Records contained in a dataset
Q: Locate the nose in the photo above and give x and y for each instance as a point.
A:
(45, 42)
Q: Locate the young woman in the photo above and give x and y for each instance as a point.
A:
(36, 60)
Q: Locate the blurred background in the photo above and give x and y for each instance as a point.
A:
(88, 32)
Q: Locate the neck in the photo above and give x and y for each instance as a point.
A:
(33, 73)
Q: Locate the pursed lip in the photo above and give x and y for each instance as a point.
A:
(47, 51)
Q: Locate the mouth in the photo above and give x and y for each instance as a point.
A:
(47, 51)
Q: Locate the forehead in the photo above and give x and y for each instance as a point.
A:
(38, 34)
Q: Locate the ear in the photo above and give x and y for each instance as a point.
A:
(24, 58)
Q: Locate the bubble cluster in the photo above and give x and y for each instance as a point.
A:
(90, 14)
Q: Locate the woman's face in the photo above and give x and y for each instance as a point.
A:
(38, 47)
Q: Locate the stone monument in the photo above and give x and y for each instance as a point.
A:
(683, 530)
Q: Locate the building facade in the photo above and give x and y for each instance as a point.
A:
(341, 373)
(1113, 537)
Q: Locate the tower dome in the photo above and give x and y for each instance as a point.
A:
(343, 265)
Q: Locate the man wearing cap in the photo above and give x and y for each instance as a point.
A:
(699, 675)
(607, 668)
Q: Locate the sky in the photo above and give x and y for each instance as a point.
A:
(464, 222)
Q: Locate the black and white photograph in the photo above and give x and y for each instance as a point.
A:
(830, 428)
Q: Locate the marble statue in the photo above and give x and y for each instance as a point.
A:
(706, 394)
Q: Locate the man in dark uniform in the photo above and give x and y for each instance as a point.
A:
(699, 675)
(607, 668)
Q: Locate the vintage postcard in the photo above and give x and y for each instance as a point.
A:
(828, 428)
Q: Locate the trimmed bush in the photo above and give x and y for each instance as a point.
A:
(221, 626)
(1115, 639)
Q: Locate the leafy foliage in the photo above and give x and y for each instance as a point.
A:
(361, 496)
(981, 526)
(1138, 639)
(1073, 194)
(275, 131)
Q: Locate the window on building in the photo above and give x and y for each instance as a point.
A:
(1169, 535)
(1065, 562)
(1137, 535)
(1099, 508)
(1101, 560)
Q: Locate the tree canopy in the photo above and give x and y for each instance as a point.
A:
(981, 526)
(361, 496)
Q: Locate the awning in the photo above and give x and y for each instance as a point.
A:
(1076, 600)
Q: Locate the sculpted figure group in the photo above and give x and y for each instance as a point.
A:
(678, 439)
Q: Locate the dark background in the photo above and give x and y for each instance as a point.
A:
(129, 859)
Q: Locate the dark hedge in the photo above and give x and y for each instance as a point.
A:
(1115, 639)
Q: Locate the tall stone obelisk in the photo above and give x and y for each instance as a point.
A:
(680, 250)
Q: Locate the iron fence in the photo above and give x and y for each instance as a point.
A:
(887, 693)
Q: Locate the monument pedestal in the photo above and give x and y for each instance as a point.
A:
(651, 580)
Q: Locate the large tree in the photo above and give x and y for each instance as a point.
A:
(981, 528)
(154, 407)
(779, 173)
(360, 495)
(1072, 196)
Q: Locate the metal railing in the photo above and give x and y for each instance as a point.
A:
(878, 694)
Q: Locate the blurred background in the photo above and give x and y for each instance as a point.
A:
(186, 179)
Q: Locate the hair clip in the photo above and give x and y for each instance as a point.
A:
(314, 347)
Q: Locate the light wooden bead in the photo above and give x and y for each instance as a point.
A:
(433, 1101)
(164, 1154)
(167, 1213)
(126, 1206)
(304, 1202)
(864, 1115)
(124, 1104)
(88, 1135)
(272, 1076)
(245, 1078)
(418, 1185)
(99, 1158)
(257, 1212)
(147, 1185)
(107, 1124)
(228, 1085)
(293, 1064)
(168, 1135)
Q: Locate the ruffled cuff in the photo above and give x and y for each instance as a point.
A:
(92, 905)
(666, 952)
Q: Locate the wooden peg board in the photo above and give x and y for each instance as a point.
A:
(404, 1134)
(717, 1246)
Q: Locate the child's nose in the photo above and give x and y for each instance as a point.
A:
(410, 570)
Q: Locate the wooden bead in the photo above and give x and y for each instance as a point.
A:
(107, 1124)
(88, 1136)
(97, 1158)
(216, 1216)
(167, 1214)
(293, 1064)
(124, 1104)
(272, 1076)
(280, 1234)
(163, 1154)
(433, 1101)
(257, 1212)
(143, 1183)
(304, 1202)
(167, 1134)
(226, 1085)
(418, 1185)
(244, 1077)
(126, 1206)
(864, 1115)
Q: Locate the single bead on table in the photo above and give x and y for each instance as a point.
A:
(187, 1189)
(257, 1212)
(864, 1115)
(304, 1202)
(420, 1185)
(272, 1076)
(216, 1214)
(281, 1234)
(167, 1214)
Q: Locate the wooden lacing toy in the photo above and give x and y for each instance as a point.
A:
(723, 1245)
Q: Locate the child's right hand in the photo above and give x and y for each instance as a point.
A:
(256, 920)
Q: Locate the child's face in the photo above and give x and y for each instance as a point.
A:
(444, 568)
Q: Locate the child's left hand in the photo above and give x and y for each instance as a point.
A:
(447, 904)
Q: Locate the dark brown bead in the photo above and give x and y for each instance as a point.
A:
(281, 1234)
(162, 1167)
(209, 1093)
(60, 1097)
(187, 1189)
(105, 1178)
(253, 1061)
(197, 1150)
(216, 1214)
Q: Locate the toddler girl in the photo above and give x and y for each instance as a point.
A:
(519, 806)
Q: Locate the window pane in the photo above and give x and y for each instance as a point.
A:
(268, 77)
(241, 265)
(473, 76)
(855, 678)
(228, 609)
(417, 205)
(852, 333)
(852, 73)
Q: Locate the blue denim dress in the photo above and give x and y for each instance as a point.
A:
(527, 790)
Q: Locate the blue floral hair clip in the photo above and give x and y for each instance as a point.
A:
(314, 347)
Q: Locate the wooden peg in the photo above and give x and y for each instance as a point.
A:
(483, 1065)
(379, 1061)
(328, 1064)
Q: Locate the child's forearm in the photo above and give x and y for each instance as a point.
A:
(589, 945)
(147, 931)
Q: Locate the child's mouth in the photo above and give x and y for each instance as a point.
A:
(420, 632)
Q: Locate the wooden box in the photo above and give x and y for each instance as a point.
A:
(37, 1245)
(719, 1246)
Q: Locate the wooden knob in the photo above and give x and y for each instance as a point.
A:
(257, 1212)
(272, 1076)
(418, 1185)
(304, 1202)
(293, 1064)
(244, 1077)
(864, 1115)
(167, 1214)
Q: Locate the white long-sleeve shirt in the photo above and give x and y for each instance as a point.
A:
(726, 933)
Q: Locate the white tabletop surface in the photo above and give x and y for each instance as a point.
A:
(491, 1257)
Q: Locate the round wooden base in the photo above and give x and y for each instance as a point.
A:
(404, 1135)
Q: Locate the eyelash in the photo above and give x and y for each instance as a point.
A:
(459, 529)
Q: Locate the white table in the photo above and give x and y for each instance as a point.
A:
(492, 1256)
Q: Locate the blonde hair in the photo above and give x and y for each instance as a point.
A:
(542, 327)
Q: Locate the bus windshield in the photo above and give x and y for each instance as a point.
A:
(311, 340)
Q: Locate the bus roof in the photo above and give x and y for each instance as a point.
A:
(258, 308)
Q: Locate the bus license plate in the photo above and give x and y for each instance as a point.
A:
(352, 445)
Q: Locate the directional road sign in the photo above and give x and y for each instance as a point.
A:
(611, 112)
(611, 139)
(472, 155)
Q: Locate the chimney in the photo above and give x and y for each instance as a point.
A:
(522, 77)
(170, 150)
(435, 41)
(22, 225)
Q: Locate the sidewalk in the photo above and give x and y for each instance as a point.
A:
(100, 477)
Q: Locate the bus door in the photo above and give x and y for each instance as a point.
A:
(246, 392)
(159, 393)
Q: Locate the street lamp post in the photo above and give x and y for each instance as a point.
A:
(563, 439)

→ **WHAT IS REQUIRED**: Where in the entries does the word "hand" occur? Copy out each line that has it.

→ **RESULT**:
Q: Locate the child's right hand in the photo above and give x and y for each instance as a point.
Q: Locate the child's left hand in the photo above and give x and y for each instance as a point.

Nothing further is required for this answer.